■ Assigned task ■
Search the entries for the word "person" and copy each line that has it.
-- Opening Marker --
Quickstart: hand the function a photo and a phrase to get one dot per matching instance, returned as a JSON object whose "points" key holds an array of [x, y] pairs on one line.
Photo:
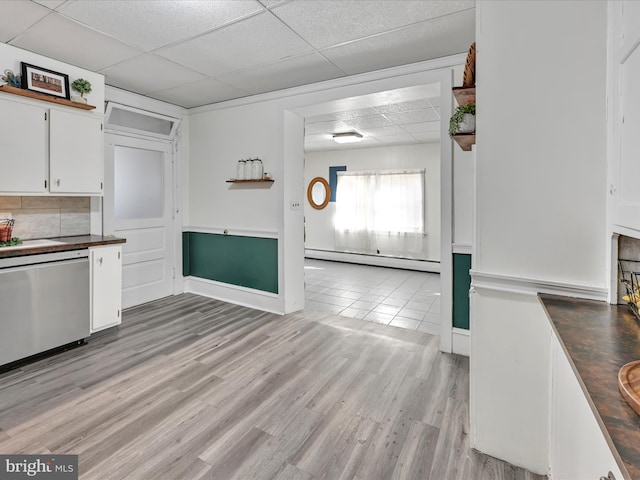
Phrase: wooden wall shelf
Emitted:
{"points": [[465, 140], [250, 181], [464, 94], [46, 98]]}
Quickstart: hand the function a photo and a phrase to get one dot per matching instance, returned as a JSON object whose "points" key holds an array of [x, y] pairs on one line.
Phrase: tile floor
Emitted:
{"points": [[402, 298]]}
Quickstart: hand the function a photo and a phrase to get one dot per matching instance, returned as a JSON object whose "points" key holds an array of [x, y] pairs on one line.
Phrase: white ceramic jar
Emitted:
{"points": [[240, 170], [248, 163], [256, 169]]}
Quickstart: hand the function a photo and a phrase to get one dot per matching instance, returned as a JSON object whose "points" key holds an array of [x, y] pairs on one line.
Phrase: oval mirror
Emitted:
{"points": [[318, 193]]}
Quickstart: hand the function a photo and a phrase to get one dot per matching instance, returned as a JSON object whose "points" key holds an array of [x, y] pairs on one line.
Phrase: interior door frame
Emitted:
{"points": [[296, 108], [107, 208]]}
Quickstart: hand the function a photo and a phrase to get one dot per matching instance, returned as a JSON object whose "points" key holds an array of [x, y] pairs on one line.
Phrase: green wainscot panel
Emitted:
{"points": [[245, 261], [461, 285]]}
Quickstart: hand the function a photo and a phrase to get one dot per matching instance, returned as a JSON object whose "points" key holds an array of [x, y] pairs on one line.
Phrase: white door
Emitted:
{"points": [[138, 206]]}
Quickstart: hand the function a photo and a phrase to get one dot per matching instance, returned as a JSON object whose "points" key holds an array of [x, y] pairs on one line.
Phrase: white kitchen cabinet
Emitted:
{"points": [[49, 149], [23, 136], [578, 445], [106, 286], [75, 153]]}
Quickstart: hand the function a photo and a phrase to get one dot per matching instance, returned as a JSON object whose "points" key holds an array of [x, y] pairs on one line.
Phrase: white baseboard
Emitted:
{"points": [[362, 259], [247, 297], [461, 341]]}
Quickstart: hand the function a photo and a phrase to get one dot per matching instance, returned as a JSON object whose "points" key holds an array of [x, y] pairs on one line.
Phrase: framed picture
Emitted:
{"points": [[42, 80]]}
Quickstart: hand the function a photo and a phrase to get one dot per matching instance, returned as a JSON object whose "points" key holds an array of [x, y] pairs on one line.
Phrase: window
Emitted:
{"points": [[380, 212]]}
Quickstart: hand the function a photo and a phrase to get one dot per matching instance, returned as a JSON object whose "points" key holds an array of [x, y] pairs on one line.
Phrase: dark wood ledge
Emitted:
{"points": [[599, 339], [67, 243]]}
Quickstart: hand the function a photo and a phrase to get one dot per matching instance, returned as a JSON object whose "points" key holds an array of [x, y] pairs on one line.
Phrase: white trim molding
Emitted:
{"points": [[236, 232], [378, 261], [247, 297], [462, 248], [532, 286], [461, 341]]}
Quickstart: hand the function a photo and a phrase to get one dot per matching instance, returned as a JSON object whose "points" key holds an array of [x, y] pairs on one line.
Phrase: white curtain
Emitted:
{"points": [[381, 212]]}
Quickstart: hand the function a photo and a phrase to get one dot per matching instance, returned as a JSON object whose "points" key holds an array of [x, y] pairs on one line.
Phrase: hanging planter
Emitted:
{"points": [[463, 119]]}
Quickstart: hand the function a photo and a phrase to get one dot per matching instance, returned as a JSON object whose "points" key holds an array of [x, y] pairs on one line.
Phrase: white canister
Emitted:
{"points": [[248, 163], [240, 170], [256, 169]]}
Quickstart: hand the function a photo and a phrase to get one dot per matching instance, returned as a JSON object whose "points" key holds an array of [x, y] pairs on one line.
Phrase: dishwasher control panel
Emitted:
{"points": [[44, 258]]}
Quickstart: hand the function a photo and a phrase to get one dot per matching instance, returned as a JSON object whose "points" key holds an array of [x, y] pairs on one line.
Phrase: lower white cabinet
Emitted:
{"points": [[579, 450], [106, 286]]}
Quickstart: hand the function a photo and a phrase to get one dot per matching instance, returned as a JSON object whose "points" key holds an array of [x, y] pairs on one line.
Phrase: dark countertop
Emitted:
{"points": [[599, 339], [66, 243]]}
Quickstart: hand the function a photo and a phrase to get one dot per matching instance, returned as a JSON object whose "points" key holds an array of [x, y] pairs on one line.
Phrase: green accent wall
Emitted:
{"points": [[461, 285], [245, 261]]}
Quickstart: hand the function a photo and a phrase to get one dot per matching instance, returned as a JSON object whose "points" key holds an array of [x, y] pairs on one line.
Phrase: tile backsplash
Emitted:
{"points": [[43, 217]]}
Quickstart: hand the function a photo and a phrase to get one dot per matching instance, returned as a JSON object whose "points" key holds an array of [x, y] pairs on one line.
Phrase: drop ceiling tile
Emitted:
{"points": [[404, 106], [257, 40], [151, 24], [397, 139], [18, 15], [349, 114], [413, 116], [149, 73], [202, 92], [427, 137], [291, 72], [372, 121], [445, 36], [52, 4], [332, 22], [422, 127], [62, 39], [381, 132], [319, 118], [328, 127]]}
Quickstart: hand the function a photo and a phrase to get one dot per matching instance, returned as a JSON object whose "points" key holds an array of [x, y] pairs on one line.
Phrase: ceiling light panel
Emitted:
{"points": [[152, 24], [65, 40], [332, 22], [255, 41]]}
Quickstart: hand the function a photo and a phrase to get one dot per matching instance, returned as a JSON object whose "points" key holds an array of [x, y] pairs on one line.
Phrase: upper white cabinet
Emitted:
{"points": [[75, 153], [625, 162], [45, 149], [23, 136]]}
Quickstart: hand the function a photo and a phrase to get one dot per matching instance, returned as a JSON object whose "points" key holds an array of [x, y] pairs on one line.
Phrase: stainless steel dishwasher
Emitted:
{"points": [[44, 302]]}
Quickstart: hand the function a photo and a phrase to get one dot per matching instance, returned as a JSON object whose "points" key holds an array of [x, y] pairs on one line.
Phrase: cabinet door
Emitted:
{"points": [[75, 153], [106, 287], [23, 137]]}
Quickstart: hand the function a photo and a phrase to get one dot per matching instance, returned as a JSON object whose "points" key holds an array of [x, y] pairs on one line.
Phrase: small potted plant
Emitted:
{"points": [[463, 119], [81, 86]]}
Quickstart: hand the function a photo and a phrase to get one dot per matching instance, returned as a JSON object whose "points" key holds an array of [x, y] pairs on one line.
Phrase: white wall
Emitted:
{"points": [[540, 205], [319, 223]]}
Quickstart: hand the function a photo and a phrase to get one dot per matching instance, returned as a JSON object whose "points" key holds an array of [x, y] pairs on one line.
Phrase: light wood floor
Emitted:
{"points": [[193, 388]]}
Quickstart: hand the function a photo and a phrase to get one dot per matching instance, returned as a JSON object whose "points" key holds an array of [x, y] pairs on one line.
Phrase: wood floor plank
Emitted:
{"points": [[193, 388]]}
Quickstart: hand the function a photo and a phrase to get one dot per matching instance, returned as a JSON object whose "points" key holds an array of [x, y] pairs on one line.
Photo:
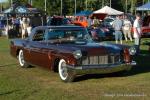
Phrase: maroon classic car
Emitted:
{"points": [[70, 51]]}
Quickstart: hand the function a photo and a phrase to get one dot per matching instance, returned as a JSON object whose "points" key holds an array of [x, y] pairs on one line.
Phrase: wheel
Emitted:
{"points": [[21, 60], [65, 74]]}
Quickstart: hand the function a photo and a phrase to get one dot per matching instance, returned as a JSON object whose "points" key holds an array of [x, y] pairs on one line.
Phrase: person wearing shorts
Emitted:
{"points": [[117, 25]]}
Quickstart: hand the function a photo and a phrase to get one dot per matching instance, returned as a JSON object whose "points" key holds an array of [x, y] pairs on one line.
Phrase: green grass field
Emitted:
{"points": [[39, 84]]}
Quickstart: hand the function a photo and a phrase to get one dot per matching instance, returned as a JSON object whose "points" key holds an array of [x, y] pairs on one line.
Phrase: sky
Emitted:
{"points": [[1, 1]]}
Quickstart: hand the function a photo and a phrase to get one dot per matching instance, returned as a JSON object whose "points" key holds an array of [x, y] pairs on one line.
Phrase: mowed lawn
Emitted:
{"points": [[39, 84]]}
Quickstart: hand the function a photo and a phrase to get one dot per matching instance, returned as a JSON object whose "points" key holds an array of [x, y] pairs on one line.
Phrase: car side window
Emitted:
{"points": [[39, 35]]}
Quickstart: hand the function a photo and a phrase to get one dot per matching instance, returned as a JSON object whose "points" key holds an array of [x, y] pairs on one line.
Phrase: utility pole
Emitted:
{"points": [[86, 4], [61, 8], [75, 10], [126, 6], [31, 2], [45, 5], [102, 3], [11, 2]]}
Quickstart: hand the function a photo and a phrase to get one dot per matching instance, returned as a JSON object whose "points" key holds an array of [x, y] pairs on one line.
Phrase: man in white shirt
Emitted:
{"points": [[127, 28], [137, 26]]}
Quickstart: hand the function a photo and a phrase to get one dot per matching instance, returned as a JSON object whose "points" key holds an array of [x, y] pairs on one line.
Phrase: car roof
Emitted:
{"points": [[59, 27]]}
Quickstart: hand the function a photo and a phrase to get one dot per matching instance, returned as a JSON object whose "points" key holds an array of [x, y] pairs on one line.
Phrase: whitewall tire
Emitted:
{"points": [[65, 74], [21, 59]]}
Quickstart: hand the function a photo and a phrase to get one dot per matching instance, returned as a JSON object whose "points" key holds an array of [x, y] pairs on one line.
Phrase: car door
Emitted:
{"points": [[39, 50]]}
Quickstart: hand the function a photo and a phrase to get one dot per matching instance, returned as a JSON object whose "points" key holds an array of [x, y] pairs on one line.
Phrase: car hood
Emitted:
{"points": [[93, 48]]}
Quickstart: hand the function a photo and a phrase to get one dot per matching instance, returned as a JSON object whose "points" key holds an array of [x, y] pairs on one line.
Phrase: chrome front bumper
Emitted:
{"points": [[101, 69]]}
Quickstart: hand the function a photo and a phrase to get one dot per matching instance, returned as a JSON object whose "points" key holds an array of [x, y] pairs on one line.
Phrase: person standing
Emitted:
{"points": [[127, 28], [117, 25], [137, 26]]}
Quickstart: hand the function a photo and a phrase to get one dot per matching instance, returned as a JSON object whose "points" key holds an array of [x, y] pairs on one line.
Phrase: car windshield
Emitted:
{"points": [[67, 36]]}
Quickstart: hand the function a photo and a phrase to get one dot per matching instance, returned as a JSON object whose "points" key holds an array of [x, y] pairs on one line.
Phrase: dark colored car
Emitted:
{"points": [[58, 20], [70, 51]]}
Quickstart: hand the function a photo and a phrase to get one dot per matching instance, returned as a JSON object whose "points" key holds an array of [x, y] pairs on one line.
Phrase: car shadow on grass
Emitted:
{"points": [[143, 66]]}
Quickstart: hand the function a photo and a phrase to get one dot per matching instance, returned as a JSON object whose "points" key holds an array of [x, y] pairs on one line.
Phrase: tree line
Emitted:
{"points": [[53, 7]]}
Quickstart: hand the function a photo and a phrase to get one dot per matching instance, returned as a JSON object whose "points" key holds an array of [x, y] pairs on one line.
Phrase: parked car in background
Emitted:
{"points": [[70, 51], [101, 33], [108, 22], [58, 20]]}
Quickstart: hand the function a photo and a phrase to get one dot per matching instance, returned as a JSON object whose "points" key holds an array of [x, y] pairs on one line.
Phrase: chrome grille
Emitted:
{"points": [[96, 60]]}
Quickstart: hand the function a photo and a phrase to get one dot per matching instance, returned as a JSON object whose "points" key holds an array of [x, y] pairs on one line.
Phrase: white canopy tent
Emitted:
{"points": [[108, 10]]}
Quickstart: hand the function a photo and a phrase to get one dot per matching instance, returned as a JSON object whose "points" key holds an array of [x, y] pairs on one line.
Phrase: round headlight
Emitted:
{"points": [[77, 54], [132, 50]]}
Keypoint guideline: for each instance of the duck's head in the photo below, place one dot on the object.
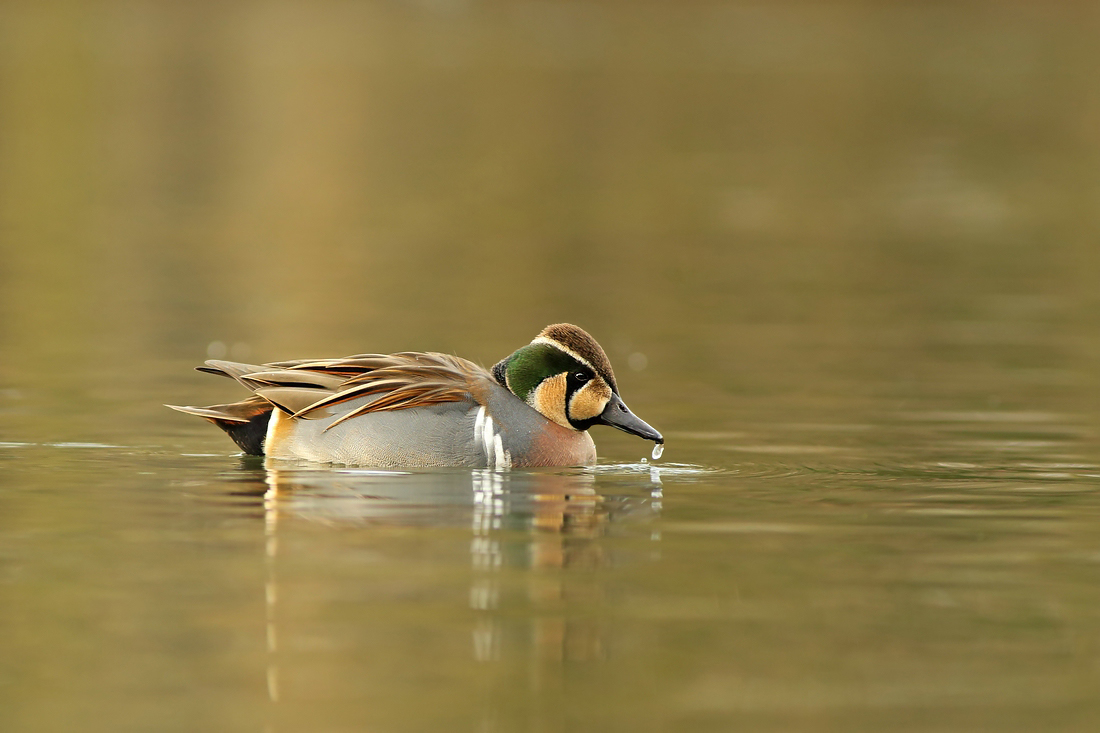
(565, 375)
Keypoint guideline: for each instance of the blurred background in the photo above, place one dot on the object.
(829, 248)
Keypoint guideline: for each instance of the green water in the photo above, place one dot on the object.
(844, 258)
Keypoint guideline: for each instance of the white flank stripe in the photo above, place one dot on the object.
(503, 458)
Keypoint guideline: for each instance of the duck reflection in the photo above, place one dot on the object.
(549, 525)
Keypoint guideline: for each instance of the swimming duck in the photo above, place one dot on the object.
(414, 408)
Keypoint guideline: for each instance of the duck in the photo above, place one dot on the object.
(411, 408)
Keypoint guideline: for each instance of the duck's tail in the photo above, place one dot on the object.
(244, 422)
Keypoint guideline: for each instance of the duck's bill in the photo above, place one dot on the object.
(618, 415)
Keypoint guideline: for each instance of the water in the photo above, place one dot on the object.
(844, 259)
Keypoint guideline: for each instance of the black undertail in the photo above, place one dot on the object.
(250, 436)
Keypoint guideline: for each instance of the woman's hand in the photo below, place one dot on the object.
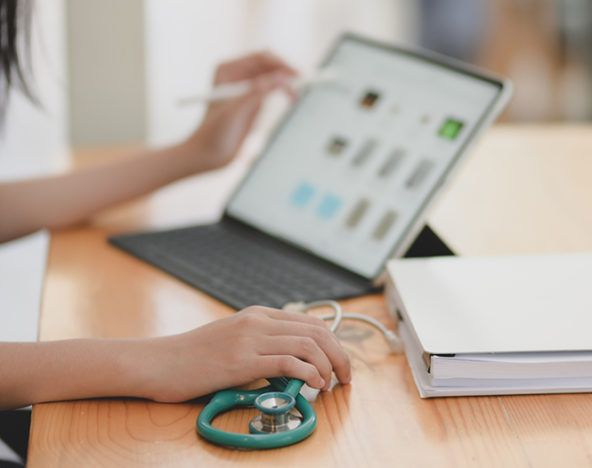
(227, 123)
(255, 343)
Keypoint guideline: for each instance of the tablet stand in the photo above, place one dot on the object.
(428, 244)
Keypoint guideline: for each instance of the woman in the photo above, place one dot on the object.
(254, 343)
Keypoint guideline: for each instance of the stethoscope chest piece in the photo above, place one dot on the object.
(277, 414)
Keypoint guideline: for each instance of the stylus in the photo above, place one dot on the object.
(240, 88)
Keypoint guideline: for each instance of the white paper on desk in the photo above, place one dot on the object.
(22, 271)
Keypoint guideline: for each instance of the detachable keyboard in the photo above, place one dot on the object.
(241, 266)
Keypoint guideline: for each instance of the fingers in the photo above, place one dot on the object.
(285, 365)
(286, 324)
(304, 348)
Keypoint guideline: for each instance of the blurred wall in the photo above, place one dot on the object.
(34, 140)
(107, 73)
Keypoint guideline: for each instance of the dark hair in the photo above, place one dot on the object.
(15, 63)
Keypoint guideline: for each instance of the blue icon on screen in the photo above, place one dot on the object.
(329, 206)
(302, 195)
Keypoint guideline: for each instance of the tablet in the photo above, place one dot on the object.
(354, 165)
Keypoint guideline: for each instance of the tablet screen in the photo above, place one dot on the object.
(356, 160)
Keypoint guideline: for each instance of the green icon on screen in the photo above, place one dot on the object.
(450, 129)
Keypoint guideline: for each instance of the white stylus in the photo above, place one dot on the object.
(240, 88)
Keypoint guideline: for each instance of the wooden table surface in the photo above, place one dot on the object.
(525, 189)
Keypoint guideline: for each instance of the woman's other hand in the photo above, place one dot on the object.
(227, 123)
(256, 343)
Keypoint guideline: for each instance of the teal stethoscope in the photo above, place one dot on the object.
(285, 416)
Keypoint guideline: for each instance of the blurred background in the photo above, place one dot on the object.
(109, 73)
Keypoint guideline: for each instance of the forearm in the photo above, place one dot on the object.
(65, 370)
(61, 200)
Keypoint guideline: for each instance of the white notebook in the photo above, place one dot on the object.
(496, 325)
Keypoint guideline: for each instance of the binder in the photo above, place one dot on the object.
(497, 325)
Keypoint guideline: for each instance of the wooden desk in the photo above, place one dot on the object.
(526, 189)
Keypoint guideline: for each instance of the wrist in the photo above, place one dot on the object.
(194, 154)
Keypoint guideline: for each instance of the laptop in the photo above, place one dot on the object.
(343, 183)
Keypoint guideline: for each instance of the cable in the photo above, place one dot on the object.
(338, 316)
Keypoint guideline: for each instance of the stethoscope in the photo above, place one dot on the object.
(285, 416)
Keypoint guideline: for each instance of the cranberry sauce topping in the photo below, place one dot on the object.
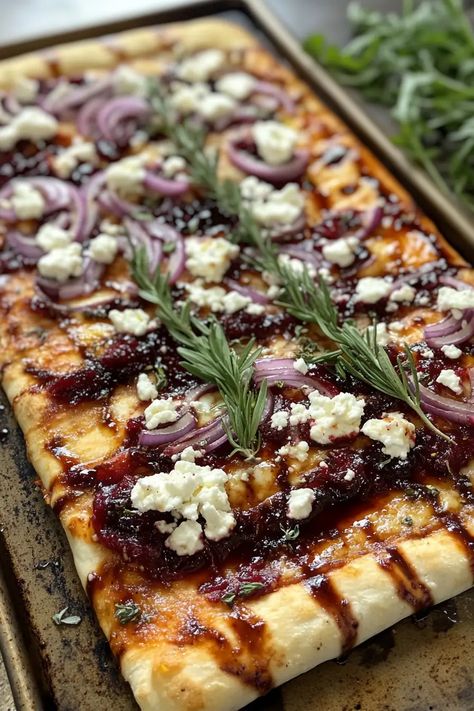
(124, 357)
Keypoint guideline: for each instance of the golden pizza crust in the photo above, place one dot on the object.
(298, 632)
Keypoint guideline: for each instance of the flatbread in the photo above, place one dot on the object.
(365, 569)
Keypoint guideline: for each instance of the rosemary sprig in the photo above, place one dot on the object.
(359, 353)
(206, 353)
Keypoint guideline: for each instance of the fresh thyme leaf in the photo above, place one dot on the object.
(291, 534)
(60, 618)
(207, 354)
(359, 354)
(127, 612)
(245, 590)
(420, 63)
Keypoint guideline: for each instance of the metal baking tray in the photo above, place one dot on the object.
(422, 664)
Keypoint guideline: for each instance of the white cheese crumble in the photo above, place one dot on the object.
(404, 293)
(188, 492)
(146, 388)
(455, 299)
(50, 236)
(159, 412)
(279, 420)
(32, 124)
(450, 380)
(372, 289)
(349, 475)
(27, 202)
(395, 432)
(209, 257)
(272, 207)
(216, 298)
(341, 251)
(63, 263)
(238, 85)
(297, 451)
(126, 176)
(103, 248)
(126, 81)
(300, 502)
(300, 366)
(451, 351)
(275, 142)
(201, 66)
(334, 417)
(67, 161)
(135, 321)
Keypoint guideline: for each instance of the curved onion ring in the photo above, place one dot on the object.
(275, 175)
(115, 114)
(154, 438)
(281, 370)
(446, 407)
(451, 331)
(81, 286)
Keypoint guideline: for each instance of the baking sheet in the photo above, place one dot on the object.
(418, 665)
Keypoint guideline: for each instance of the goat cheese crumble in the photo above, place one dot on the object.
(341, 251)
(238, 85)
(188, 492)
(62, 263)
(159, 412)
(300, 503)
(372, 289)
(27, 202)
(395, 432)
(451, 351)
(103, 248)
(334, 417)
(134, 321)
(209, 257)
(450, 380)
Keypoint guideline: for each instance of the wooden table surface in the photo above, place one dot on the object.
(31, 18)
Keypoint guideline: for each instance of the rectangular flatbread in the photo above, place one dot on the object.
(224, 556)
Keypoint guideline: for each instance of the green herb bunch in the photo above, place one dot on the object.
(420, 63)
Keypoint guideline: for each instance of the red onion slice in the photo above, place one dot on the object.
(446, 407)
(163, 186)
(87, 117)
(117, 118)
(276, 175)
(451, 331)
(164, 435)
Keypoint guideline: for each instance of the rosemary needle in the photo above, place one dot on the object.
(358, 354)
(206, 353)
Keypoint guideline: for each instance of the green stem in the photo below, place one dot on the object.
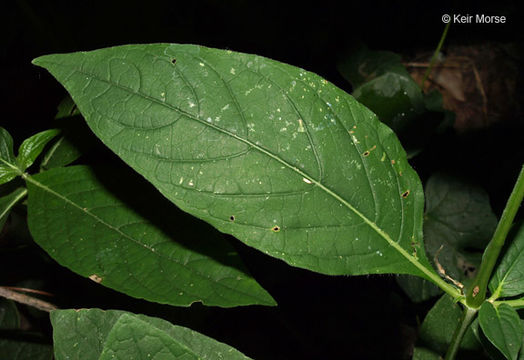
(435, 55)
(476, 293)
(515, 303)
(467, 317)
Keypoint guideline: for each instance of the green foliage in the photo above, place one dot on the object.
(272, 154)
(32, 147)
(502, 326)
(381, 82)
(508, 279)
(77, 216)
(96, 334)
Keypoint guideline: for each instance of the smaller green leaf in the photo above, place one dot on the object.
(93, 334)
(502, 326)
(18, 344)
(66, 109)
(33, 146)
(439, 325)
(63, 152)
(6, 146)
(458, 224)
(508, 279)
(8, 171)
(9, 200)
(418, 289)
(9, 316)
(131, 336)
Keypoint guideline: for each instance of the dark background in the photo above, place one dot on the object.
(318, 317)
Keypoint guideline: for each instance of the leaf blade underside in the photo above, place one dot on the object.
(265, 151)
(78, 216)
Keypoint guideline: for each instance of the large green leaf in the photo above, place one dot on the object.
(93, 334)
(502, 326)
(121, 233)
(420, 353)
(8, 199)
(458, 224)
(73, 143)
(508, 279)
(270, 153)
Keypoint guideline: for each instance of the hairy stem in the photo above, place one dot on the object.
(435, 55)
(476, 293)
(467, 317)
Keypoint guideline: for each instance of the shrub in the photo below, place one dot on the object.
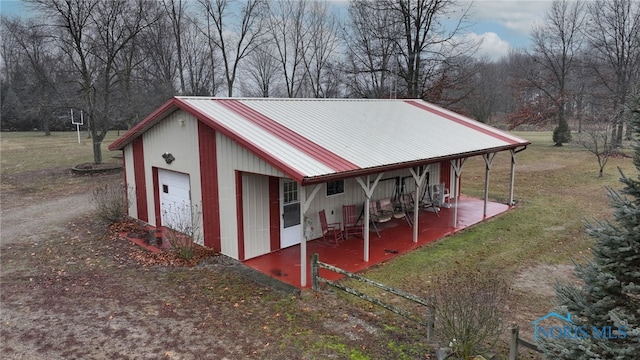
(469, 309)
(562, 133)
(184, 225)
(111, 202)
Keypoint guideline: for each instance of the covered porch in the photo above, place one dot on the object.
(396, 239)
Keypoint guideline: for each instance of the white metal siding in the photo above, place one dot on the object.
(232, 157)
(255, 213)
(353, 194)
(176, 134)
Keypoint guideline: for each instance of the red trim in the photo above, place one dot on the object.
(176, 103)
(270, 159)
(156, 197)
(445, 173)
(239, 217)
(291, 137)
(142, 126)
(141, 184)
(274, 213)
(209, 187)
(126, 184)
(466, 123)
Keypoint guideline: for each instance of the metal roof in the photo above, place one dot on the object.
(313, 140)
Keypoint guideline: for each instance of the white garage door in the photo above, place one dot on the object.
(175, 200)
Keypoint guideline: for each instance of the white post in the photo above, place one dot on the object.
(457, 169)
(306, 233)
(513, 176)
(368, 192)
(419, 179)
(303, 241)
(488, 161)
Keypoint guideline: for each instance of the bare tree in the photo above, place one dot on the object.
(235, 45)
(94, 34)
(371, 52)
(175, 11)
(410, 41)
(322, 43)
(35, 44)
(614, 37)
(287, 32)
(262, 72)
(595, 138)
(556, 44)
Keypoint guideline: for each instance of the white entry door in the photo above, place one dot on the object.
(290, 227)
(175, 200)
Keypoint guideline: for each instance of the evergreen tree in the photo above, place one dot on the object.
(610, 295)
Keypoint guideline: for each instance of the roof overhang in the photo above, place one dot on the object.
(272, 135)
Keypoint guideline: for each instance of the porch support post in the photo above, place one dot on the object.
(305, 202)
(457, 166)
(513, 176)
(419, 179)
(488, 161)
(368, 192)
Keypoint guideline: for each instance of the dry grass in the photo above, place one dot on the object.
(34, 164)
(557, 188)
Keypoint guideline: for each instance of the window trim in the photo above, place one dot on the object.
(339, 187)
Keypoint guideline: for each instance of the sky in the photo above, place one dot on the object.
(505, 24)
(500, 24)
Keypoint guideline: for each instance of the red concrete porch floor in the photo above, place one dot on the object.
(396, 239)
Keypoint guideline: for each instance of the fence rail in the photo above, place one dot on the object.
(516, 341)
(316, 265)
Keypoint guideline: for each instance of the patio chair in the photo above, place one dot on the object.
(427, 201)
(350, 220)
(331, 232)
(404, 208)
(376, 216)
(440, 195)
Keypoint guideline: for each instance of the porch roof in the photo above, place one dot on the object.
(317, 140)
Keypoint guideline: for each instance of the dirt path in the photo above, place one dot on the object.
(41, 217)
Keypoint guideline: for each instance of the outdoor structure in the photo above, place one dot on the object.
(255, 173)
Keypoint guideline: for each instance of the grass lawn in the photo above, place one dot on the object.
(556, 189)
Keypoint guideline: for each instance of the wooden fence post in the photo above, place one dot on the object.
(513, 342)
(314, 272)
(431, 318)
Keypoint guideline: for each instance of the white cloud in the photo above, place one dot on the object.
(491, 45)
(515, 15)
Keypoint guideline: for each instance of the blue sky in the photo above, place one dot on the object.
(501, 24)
-- Closing Marker --
■ Written solution ■
Phrase: person wearing shorts
Phrase: person standing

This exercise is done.